- STATED PROBLEM
Could you copy the listing below word for word, from its first line through the line containing "[(646, 606), (467, 597), (840, 562), (811, 543), (463, 628)]", including that line?

- DATASET ROWS
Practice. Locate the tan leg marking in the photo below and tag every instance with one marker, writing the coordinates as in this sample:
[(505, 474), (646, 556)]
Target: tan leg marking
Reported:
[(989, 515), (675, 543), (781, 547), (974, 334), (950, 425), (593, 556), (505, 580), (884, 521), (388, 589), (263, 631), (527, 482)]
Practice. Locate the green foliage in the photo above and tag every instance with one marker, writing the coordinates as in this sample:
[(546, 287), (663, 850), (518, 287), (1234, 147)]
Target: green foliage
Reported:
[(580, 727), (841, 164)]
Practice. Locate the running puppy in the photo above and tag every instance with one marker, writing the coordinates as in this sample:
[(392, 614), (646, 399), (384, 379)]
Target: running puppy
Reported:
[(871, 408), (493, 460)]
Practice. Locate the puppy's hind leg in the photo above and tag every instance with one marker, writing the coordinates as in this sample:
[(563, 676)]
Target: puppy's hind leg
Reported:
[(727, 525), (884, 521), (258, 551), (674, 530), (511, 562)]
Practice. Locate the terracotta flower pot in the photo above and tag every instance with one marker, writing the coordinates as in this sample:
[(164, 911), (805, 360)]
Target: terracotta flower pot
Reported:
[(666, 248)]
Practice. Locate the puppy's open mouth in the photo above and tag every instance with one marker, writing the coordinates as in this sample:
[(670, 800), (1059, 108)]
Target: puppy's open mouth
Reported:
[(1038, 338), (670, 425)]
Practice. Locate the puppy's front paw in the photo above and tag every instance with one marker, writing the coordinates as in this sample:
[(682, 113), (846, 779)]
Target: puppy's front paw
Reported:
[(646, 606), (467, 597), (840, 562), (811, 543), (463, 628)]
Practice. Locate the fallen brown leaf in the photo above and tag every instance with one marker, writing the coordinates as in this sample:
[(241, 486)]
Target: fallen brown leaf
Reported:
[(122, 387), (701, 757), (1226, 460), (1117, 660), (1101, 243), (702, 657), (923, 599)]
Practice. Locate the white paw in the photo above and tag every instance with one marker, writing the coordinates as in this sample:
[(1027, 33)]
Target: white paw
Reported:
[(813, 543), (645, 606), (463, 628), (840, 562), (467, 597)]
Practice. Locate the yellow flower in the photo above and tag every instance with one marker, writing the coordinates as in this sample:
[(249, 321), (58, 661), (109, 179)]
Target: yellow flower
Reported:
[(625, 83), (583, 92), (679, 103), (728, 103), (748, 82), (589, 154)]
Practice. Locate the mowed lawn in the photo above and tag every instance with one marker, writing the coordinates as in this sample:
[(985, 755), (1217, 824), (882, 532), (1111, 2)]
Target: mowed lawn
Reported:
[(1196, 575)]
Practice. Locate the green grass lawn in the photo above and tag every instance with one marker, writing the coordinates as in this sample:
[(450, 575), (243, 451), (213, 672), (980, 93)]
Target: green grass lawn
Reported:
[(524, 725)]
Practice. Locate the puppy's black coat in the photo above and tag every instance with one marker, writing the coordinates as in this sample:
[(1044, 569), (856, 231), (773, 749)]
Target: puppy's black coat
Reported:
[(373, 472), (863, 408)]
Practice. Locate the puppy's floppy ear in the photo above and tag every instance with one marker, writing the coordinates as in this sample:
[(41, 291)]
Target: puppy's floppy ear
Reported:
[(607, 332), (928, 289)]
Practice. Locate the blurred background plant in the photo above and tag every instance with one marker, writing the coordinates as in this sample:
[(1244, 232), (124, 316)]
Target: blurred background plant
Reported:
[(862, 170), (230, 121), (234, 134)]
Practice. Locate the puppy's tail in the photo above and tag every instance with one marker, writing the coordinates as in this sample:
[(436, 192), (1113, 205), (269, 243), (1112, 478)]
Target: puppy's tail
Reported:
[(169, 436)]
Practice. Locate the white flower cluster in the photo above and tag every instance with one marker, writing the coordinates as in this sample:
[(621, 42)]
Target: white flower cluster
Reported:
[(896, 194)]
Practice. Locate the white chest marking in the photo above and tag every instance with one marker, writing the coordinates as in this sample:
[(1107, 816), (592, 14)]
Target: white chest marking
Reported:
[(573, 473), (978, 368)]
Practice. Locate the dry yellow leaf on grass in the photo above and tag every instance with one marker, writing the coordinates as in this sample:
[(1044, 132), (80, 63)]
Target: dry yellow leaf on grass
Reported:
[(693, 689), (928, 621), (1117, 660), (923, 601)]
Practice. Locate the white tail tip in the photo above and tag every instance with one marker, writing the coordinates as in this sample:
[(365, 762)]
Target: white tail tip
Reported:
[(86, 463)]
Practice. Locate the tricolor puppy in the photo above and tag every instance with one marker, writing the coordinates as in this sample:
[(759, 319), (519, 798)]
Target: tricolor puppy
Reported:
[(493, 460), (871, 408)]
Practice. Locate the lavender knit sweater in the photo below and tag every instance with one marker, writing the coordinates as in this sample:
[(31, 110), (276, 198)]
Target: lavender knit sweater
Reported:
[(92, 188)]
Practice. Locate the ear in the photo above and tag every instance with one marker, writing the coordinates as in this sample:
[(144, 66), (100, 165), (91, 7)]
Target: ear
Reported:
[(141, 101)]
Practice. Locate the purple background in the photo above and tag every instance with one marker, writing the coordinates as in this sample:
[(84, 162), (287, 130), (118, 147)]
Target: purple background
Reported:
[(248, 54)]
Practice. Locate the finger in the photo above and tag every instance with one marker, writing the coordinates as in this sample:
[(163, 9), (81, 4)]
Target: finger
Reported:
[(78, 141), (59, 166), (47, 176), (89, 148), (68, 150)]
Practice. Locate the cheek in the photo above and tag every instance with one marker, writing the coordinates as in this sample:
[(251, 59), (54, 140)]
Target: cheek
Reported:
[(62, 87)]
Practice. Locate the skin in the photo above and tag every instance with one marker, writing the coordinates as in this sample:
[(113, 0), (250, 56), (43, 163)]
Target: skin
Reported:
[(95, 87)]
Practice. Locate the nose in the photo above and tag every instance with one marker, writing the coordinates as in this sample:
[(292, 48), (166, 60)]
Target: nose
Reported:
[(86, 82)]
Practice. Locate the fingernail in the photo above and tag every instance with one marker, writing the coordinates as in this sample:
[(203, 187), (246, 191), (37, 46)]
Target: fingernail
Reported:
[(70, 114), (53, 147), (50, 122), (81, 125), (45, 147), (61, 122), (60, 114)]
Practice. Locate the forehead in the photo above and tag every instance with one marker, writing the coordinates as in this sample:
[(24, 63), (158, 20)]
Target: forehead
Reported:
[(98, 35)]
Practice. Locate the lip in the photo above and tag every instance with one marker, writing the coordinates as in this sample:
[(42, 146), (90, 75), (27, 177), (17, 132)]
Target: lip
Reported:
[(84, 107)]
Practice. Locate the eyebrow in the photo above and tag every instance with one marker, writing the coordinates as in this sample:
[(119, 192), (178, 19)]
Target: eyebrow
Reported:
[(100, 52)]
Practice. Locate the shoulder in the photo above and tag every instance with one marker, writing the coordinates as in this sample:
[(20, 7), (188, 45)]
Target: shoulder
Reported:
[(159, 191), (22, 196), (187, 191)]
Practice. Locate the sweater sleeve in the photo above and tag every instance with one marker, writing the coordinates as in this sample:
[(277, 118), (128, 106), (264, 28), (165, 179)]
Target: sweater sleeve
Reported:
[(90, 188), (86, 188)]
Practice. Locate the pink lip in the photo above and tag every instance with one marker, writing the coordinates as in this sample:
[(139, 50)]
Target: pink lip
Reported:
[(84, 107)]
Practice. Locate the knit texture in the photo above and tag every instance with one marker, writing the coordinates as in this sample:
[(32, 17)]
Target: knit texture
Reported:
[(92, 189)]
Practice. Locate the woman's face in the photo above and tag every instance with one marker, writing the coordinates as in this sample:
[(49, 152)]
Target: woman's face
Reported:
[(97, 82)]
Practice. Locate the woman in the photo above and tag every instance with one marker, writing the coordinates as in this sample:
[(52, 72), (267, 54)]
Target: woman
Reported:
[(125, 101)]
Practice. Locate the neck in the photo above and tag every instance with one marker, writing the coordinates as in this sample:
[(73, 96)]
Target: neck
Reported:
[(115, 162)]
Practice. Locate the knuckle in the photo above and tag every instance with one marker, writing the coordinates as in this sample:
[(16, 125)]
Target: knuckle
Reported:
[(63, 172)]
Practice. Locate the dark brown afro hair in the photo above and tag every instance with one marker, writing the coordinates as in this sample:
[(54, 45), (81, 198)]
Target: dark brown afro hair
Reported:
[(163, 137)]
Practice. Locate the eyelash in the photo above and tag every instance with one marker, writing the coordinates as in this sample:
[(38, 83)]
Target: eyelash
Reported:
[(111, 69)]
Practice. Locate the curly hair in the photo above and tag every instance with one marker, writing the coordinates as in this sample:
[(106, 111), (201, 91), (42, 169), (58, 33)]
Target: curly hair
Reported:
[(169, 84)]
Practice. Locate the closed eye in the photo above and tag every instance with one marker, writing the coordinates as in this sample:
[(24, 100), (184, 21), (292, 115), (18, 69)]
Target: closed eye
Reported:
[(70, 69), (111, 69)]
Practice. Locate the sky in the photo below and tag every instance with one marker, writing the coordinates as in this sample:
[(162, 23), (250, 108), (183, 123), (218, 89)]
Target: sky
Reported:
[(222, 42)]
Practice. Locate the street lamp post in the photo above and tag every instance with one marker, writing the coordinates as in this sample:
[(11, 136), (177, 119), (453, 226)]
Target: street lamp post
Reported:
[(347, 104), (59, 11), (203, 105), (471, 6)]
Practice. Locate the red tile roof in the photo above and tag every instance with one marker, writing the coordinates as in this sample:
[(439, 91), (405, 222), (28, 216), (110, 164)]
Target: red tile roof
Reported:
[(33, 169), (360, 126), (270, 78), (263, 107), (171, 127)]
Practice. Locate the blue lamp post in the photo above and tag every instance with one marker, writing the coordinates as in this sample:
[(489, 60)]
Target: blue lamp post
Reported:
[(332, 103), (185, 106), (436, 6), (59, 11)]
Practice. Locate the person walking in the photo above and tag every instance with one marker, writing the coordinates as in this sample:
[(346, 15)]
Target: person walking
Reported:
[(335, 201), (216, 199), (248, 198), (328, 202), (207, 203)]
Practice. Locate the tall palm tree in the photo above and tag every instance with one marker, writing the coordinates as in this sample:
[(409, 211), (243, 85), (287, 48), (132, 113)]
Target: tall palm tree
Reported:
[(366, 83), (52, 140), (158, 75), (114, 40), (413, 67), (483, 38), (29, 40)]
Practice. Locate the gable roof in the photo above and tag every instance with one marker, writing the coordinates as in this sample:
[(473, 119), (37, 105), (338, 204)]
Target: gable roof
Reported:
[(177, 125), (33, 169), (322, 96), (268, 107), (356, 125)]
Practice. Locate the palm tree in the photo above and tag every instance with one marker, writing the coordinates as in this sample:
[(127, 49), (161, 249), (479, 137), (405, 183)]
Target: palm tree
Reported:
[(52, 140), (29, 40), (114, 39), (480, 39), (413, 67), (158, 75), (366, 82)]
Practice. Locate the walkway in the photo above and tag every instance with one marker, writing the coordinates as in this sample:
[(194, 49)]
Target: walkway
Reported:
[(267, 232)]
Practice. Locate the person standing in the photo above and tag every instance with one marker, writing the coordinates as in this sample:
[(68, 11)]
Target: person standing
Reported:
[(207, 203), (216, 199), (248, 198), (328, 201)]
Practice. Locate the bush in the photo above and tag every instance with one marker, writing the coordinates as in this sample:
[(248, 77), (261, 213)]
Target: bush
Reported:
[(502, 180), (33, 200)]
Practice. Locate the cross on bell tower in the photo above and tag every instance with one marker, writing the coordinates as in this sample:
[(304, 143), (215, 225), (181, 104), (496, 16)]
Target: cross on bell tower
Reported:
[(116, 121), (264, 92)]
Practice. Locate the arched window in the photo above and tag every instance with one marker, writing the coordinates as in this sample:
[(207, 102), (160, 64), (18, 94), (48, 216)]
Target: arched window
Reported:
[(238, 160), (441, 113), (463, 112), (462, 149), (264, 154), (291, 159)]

- CORRECT RESULT
Practice. Locate the tan leg marking in the photo below and tag every instance with one marker, writing the coordinates as in this sample:
[(505, 474), (646, 556)]
Target: tan leg marking
Reported:
[(989, 515), (675, 543), (781, 547), (974, 334), (950, 425), (593, 556), (505, 580), (884, 521), (388, 589), (263, 631), (527, 482)]
Practice. Locate the green foliage in the photo above and tag every instance with one marker, writing the coordinates as in this sample:
[(546, 287), (663, 850), (518, 287), (1234, 147)]
Target: green foliage
Reported:
[(580, 727), (841, 164)]
Practice. Locate the running puppy in the photo above and tag every instance with one marker, writing the coordinates as in this sample:
[(392, 614), (646, 399), (384, 379)]
Target: running puppy
Reported:
[(871, 408), (493, 460)]
Practice. Locate the puppy's hind leg in the photo above and tag every instance with one marker, writing the coordinates as in this sample:
[(563, 676)]
Target: puppy's hind leg
Reported:
[(727, 525), (884, 521), (258, 551), (674, 530), (511, 562)]
Practice. Locate the terracotta flower pot in the photo above and tag every instance with one marker, writing the coordinates as in this sample:
[(164, 911), (805, 360)]
Target: terracotta flower pot
Reported:
[(666, 248)]
Practice. Locate the puppy's open mouth in the photo above and tag every instance with one marker, writing the coordinates as in this sample:
[(670, 800), (1059, 108)]
Target: puppy's open mouth
Reported:
[(1038, 338), (670, 425)]
Practice. Locate the puppy's front paw in the photo above and tag every instance with one marker, writing the coordinates as in this sample:
[(682, 113), (846, 779)]
Target: puppy's front paw
Reported:
[(646, 606), (467, 597), (840, 562), (811, 543), (463, 628)]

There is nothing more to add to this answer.